## Goal
Reproduce the material below line for line, changing nothing.
begin Extracted data
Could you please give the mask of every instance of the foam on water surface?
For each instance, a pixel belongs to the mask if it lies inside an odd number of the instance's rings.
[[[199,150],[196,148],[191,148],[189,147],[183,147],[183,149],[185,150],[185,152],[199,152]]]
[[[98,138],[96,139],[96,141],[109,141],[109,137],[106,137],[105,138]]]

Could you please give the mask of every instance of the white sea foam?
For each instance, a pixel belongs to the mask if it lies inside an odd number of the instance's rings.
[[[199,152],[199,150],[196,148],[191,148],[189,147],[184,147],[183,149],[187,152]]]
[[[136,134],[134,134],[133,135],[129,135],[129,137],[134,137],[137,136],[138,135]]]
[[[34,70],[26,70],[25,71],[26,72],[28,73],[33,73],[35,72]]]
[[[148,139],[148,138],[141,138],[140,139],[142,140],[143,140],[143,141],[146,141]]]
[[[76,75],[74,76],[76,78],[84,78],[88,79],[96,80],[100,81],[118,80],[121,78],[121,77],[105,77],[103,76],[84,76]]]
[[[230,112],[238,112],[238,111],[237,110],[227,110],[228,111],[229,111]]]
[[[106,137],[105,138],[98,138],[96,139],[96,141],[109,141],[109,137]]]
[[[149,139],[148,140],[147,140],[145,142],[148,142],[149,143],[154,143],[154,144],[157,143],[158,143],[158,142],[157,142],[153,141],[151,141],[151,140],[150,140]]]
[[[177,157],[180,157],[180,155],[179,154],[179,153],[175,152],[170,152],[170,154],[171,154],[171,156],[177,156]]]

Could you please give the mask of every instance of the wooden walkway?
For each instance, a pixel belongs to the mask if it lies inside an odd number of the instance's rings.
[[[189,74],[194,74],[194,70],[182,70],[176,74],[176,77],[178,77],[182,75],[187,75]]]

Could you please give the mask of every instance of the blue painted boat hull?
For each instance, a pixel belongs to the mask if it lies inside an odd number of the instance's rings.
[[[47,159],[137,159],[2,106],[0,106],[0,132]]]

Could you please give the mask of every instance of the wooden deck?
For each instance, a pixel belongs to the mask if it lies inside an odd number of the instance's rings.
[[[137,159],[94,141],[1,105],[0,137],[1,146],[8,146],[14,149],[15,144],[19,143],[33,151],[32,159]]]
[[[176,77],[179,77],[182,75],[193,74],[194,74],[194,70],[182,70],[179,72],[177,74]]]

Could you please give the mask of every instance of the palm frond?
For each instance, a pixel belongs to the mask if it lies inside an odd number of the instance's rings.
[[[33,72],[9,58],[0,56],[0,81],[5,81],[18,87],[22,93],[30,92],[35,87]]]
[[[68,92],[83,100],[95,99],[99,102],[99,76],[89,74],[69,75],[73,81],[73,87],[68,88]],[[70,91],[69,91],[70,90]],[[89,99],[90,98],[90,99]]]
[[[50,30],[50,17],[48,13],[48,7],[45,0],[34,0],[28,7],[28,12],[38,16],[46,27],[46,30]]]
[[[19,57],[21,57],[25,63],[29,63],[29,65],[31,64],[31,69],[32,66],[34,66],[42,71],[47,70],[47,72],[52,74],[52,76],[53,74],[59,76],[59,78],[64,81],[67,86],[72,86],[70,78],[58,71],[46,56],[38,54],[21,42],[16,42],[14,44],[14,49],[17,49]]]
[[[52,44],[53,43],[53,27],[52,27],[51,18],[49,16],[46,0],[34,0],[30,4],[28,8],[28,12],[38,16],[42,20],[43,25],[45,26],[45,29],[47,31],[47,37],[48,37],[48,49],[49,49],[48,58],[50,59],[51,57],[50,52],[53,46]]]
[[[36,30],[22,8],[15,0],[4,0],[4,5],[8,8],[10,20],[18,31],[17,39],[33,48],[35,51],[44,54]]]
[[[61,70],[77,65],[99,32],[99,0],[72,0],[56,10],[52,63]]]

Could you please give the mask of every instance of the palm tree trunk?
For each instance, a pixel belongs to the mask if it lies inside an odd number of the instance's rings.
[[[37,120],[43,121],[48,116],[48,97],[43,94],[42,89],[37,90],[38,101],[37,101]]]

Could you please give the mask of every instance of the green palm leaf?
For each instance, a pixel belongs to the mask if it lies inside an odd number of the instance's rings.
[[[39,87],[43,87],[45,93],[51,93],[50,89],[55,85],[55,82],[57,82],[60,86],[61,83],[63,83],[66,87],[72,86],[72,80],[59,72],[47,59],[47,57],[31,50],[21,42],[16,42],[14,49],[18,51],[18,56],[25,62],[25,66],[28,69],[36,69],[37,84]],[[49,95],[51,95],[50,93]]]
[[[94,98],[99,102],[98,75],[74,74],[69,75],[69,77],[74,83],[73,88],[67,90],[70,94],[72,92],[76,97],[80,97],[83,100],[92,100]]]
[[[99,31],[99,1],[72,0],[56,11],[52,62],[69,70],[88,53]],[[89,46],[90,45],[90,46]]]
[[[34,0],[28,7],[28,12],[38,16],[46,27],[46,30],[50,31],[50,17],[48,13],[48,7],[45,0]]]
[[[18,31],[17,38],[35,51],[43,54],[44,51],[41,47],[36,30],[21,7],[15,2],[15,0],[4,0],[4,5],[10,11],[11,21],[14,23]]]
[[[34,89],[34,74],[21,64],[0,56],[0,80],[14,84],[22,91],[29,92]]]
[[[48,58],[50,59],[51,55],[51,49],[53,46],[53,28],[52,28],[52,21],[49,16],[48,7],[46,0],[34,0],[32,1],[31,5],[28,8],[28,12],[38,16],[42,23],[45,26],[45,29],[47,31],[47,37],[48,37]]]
end Extracted data
## The output
Could you please give the mask of every instance of the foam on water surface?
For each instance, a pixel belongs to the mask if it lies inside an odd number of the instance's rings.
[[[199,150],[196,148],[191,148],[189,147],[183,147],[183,149],[185,150],[185,152],[199,152]]]
[[[98,138],[96,139],[96,141],[109,141],[109,137],[106,137],[105,138]]]

Could you please give the mask of every instance of the white sea foam?
For each instance, a pixel belongs to the mask if it lies inside an odd number of the instance's rings.
[[[199,152],[199,150],[196,148],[191,148],[189,147],[184,147],[183,149],[187,152]]]
[[[136,134],[134,134],[133,135],[129,135],[129,137],[134,137],[137,136],[138,135]]]
[[[34,70],[26,70],[25,71],[26,72],[28,73],[33,73],[35,72]]]
[[[148,139],[148,138],[141,138],[140,139],[142,140],[143,140],[143,141],[146,141]]]
[[[76,75],[74,76],[76,78],[84,78],[88,79],[96,80],[100,81],[118,80],[121,78],[121,77],[105,77],[103,76],[84,76]]]
[[[230,112],[238,112],[238,111],[237,110],[227,110],[228,111],[229,111]]]
[[[106,137],[105,138],[98,138],[96,139],[96,141],[109,141],[109,137]]]
[[[149,139],[148,140],[147,140],[145,142],[148,142],[149,143],[154,143],[154,144],[157,143],[158,143],[158,142],[157,142],[153,141],[151,141],[151,140],[150,140]]]
[[[177,157],[180,157],[180,155],[179,154],[179,153],[175,152],[170,152],[170,154],[171,154],[171,156],[177,156]]]

Could you please give the mask of every instance of the wooden walkway?
For each instance, a pixel belongs to the mask if it lies inside an odd number of the instance's rings.
[[[189,74],[194,74],[194,70],[182,70],[176,74],[176,77],[178,77],[182,75],[187,75]]]

Could you please give the mask of every instance of the blue painted boat hull?
For each instance, a pixel belongs to the mask if it lies inside an odd number of the instance's rings.
[[[47,159],[137,159],[2,106],[0,106],[0,132]]]

Could you please give the mask of every instance of the wooden deck?
For each instance, a pixel belongs to the mask if it lies inside an odd number of the instance's rings.
[[[137,159],[94,141],[1,105],[0,137],[1,146],[8,146],[14,149],[15,144],[19,143],[33,151],[32,159]]]
[[[176,77],[179,77],[182,75],[193,74],[194,74],[194,70],[182,70],[179,72],[177,74]]]

Could you please give the mask of every instance of the palm frond?
For each instance, a pixel belongs to the mask if it lies inside an odd number of the instance's rings.
[[[33,72],[9,58],[0,56],[0,81],[5,81],[18,87],[22,93],[30,92],[35,87]]]
[[[68,92],[83,100],[95,99],[99,102],[99,76],[89,74],[69,75],[73,81],[73,87],[68,88]],[[70,91],[69,91],[70,90]],[[89,99],[90,98],[90,99]]]
[[[50,30],[50,17],[48,13],[48,7],[45,0],[34,0],[28,7],[28,12],[38,16],[46,27],[46,30]]]
[[[19,57],[21,57],[25,63],[29,63],[29,65],[31,64],[31,69],[32,66],[34,66],[42,71],[47,70],[47,72],[52,74],[52,76],[53,74],[59,76],[59,78],[64,81],[67,86],[72,86],[70,78],[58,71],[46,56],[38,54],[21,42],[16,42],[14,44],[14,49],[17,49]]]
[[[52,44],[53,43],[53,27],[52,27],[51,18],[49,16],[46,0],[34,0],[30,4],[28,8],[28,12],[38,16],[42,20],[43,25],[45,26],[45,29],[47,31],[47,37],[48,37],[48,49],[49,49],[48,58],[50,59],[51,57],[50,52],[53,46]]]
[[[36,30],[22,8],[15,0],[4,0],[4,5],[8,8],[10,20],[18,31],[17,39],[33,48],[35,51],[44,54]]]
[[[61,70],[77,65],[99,32],[99,0],[72,0],[56,10],[52,63]]]

Could you please give the mask of every instance of the palm tree trunk?
For each instance, a pixel belongs to the mask if it lies inside an odd number of the instance's rings.
[[[37,120],[43,121],[48,116],[48,97],[43,94],[42,89],[37,90],[38,101],[37,101]]]

Could you please give the mask of every instance of the green palm leaf?
For each instance, a pixel belongs to the mask if it lies inside an odd number of the instance's rings.
[[[39,87],[43,87],[45,93],[51,93],[50,89],[55,85],[55,82],[57,82],[60,86],[61,83],[63,83],[66,87],[72,86],[72,80],[59,72],[47,59],[47,57],[31,50],[21,42],[16,42],[14,49],[18,51],[18,56],[25,62],[25,66],[28,69],[36,69],[37,84]],[[49,95],[51,95],[50,93]]]
[[[94,98],[99,102],[98,75],[74,74],[69,75],[69,77],[74,83],[73,88],[67,90],[70,94],[72,92],[76,97],[80,97],[83,100],[92,100]]]
[[[99,31],[99,1],[72,0],[56,11],[52,62],[69,70],[88,53]],[[89,46],[90,45],[90,46]]]
[[[34,0],[28,7],[28,12],[38,16],[46,27],[46,30],[50,31],[50,17],[48,13],[48,7],[45,0]]]
[[[18,31],[17,38],[35,51],[43,54],[44,51],[41,47],[36,30],[21,7],[15,2],[15,0],[4,0],[4,5],[10,11],[11,21],[14,23]]]
[[[34,89],[34,74],[21,64],[0,56],[0,80],[14,84],[22,91],[29,92]]]
[[[48,58],[50,59],[51,55],[51,49],[53,46],[53,28],[52,28],[52,21],[49,16],[48,7],[46,0],[34,0],[32,1],[31,5],[28,8],[28,12],[38,16],[42,23],[45,26],[45,29],[47,31],[47,37],[48,37]]]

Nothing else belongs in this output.